* [Problem details]
Copy out every one of the rows below word for word, with nothing changed.

* [Data rows]
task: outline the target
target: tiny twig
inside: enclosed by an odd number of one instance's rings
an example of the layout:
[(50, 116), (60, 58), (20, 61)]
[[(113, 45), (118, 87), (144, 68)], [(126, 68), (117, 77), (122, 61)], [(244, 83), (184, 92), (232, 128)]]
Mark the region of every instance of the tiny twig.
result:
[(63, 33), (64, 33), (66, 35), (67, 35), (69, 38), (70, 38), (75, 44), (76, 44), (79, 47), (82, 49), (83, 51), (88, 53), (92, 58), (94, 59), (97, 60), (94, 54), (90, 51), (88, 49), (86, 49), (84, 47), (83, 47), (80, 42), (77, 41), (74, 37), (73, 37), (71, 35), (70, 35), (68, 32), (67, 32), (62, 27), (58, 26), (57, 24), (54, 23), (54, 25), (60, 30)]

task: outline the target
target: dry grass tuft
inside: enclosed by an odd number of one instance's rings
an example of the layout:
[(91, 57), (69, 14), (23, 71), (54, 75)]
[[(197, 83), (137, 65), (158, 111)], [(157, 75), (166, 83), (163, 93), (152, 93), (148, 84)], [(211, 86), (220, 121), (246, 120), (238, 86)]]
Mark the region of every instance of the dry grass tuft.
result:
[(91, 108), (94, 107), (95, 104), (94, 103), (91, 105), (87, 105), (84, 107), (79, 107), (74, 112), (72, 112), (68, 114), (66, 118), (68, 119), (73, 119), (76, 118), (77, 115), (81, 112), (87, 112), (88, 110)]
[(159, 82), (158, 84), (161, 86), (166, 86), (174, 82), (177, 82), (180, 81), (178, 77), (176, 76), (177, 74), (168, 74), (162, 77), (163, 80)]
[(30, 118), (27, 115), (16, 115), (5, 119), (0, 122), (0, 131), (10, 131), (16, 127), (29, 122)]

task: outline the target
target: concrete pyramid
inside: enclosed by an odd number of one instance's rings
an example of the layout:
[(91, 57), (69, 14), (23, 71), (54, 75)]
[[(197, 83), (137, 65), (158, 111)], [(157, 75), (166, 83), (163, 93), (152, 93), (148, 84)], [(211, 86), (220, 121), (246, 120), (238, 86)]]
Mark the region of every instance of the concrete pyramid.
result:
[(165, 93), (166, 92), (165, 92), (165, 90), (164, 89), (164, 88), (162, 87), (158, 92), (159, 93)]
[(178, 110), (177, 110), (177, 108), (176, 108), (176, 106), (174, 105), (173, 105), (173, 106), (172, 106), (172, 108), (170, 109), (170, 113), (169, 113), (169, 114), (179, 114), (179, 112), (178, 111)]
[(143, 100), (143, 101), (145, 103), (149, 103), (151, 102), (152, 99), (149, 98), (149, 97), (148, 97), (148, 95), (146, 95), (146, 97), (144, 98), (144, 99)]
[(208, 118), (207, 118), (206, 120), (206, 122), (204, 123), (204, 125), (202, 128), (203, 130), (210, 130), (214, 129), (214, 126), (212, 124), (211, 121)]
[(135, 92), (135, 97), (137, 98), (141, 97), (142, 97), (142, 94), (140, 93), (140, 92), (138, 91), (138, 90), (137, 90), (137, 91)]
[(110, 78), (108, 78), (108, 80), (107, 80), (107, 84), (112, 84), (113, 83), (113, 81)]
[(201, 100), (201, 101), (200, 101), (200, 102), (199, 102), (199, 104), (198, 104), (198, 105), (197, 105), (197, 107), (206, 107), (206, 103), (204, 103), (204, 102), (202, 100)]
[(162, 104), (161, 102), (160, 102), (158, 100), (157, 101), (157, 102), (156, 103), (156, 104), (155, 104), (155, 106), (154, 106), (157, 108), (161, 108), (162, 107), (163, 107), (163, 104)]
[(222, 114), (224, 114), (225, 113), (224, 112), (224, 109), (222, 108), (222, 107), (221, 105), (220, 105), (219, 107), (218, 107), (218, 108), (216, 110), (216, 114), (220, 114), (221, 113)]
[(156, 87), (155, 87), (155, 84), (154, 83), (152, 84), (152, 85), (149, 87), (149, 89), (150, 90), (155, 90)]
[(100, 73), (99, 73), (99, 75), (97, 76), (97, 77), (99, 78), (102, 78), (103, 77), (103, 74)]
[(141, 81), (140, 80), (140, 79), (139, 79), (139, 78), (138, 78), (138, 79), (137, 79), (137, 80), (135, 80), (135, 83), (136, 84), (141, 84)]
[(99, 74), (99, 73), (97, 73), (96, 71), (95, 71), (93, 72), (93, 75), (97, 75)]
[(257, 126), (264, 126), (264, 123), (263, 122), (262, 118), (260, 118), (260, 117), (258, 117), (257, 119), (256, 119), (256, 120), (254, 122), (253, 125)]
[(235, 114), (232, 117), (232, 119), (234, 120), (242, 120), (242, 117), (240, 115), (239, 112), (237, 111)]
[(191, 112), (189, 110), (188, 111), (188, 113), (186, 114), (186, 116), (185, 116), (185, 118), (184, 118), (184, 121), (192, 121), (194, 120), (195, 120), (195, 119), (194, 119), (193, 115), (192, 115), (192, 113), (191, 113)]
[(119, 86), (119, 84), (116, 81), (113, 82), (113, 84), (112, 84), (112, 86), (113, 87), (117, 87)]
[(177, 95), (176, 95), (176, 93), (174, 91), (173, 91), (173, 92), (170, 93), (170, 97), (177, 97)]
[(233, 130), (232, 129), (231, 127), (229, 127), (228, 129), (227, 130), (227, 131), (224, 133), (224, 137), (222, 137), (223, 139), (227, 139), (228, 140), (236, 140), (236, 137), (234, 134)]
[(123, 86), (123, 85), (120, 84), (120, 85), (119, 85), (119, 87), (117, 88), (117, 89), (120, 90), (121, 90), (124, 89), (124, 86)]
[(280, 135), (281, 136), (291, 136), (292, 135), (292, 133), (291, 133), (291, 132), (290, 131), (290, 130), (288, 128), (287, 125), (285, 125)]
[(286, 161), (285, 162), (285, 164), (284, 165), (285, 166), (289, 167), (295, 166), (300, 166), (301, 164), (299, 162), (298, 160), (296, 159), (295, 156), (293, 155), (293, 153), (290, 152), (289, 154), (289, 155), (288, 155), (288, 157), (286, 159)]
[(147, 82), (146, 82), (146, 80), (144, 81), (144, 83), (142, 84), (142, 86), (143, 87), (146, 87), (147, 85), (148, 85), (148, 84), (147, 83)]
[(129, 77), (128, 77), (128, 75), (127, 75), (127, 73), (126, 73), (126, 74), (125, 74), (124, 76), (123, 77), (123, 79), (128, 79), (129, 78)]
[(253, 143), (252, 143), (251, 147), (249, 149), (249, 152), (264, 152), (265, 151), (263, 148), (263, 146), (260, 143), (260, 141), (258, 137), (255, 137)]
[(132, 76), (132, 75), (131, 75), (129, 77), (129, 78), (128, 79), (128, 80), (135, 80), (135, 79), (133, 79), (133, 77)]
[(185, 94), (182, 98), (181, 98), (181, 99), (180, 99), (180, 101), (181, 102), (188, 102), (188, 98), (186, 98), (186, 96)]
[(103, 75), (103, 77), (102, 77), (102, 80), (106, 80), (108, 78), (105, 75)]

* [Result]
task: outline the target
target: tiny twig
inside: enclosed by an odd number of one instance's rings
an example of the layout:
[(50, 116), (60, 58), (20, 61)]
[[(113, 45), (118, 87), (144, 68)], [(126, 68), (117, 77), (122, 61)], [(244, 83), (184, 92), (232, 128)]]
Mark the region of every instance of the tiny twig.
result:
[(63, 33), (64, 33), (66, 35), (67, 35), (69, 38), (70, 38), (75, 44), (76, 44), (79, 47), (82, 49), (83, 51), (88, 53), (92, 58), (94, 59), (97, 60), (94, 54), (90, 51), (88, 49), (86, 49), (84, 47), (83, 47), (80, 42), (77, 41), (74, 37), (73, 37), (71, 35), (70, 35), (68, 32), (67, 32), (62, 27), (58, 26), (57, 24), (54, 23), (54, 25), (60, 30)]

task: outline the target
target: dry grass tuft
inside: enclosed by an odd number of one instance's rings
an example of the layout:
[(91, 57), (69, 14), (23, 71), (54, 75)]
[[(197, 83), (137, 65), (158, 111)], [(157, 75), (166, 83), (163, 93), (152, 93), (148, 84)], [(211, 86), (220, 121), (246, 120), (238, 86)]]
Mark the region of every instance of the dry grass tuft.
result:
[(91, 108), (94, 107), (95, 104), (94, 103), (91, 105), (87, 105), (84, 107), (79, 107), (74, 112), (72, 112), (68, 114), (66, 118), (68, 119), (73, 119), (76, 118), (77, 115), (81, 112), (87, 112), (88, 110)]
[(159, 82), (158, 84), (161, 86), (166, 86), (174, 82), (177, 82), (180, 81), (178, 77), (176, 76), (177, 74), (168, 74), (162, 77), (163, 80)]
[(30, 118), (27, 115), (16, 115), (5, 119), (0, 122), (0, 131), (10, 131), (16, 127), (29, 122)]

task: outline the target
target: concrete pyramid
inside: enclosed by an odd number of one instance's rings
an example of the layout:
[(91, 57), (69, 14), (23, 71), (54, 75)]
[[(197, 83), (137, 65), (158, 111)], [(157, 75), (166, 83), (163, 93), (152, 93), (148, 84)], [(211, 86), (220, 121), (246, 120), (238, 86)]]
Mark the region of every instance of the concrete pyramid.
result:
[(165, 93), (166, 92), (165, 92), (165, 90), (164, 89), (164, 88), (162, 87), (158, 92), (159, 93)]
[(178, 110), (177, 110), (177, 108), (176, 108), (176, 106), (174, 105), (173, 105), (173, 106), (172, 106), (172, 108), (170, 109), (170, 113), (169, 113), (169, 114), (179, 114), (179, 112), (178, 111)]
[(143, 100), (143, 101), (145, 103), (149, 103), (151, 102), (152, 99), (149, 98), (149, 97), (148, 97), (148, 95), (146, 95), (146, 97), (144, 98), (144, 99)]
[(208, 118), (207, 118), (206, 120), (206, 122), (204, 123), (204, 125), (202, 128), (203, 130), (210, 130), (214, 129), (214, 126), (212, 124), (211, 121)]
[(135, 92), (135, 97), (137, 98), (141, 97), (142, 97), (142, 94), (140, 93), (140, 92), (138, 91), (138, 90), (137, 90), (137, 91)]
[(110, 78), (108, 78), (108, 80), (107, 80), (107, 84), (112, 84), (113, 83), (113, 81)]
[(201, 100), (201, 101), (200, 101), (200, 102), (199, 102), (199, 104), (198, 104), (198, 105), (197, 105), (197, 107), (206, 107), (206, 103), (204, 103), (204, 102), (202, 100)]
[(162, 104), (161, 102), (160, 102), (158, 100), (157, 101), (157, 102), (156, 103), (156, 104), (155, 104), (155, 106), (154, 106), (157, 108), (161, 108), (162, 107), (163, 107), (163, 104)]
[(222, 114), (224, 114), (225, 113), (224, 112), (224, 109), (222, 108), (222, 107), (221, 105), (220, 105), (219, 107), (218, 107), (218, 108), (216, 110), (216, 114), (220, 114), (221, 113)]
[(156, 87), (155, 87), (155, 84), (154, 83), (152, 84), (152, 85), (149, 87), (149, 89), (150, 90), (155, 90)]
[(100, 73), (99, 73), (99, 75), (97, 76), (97, 77), (99, 78), (102, 78), (103, 77), (103, 74)]
[(141, 81), (140, 80), (140, 79), (139, 79), (139, 78), (138, 78), (138, 79), (137, 79), (137, 80), (135, 80), (135, 83), (136, 84), (141, 84)]
[(99, 74), (99, 73), (97, 73), (96, 71), (95, 71), (93, 72), (93, 75), (97, 75)]
[(257, 126), (264, 126), (264, 123), (263, 122), (262, 118), (260, 118), (260, 117), (258, 117), (257, 119), (256, 119), (256, 120), (254, 122), (253, 125)]
[(235, 114), (232, 117), (232, 119), (234, 120), (242, 120), (242, 117), (240, 115), (239, 112), (237, 111)]
[(191, 112), (189, 110), (188, 111), (188, 113), (186, 114), (186, 116), (185, 116), (185, 118), (184, 118), (184, 121), (192, 121), (194, 120), (195, 120), (195, 119), (194, 119), (193, 115), (192, 115), (192, 113), (191, 113)]
[(119, 86), (119, 84), (116, 81), (113, 82), (113, 84), (112, 84), (112, 86), (113, 87), (117, 87)]
[(177, 95), (176, 95), (176, 93), (174, 91), (173, 91), (173, 92), (170, 93), (170, 97), (177, 97)]
[(233, 130), (232, 129), (231, 127), (229, 127), (228, 129), (227, 130), (227, 131), (224, 133), (224, 137), (222, 137), (223, 139), (227, 139), (228, 140), (236, 140), (236, 137), (234, 134)]
[(123, 86), (123, 85), (120, 84), (120, 85), (119, 85), (119, 87), (117, 88), (117, 89), (120, 90), (121, 90), (124, 89), (124, 86)]
[(280, 135), (281, 136), (291, 136), (292, 135), (292, 133), (291, 133), (291, 132), (290, 131), (290, 130), (288, 128), (287, 125), (285, 125)]
[(286, 161), (285, 162), (285, 164), (284, 165), (285, 166), (289, 167), (295, 166), (300, 166), (301, 164), (299, 162), (298, 160), (296, 159), (295, 156), (293, 155), (293, 153), (290, 152), (289, 154), (289, 155), (288, 155), (288, 157), (286, 159)]
[(147, 82), (146, 82), (146, 80), (144, 81), (144, 83), (142, 84), (142, 86), (143, 87), (146, 87), (147, 85), (148, 85), (148, 84), (147, 83)]
[(129, 77), (128, 77), (128, 75), (127, 75), (127, 73), (126, 73), (126, 74), (125, 74), (124, 76), (123, 77), (123, 79), (128, 79), (129, 78)]
[(253, 143), (252, 143), (251, 147), (249, 149), (249, 152), (264, 152), (265, 151), (263, 148), (263, 146), (260, 143), (260, 141), (258, 137), (255, 137)]
[(132, 76), (132, 75), (131, 75), (129, 77), (129, 78), (128, 79), (128, 80), (135, 80), (135, 79), (133, 79), (133, 77)]
[(185, 94), (182, 98), (181, 98), (181, 99), (180, 99), (180, 101), (181, 102), (188, 102), (188, 98), (186, 98), (186, 96)]
[(103, 75), (103, 77), (102, 77), (102, 80), (106, 80), (108, 78), (105, 75)]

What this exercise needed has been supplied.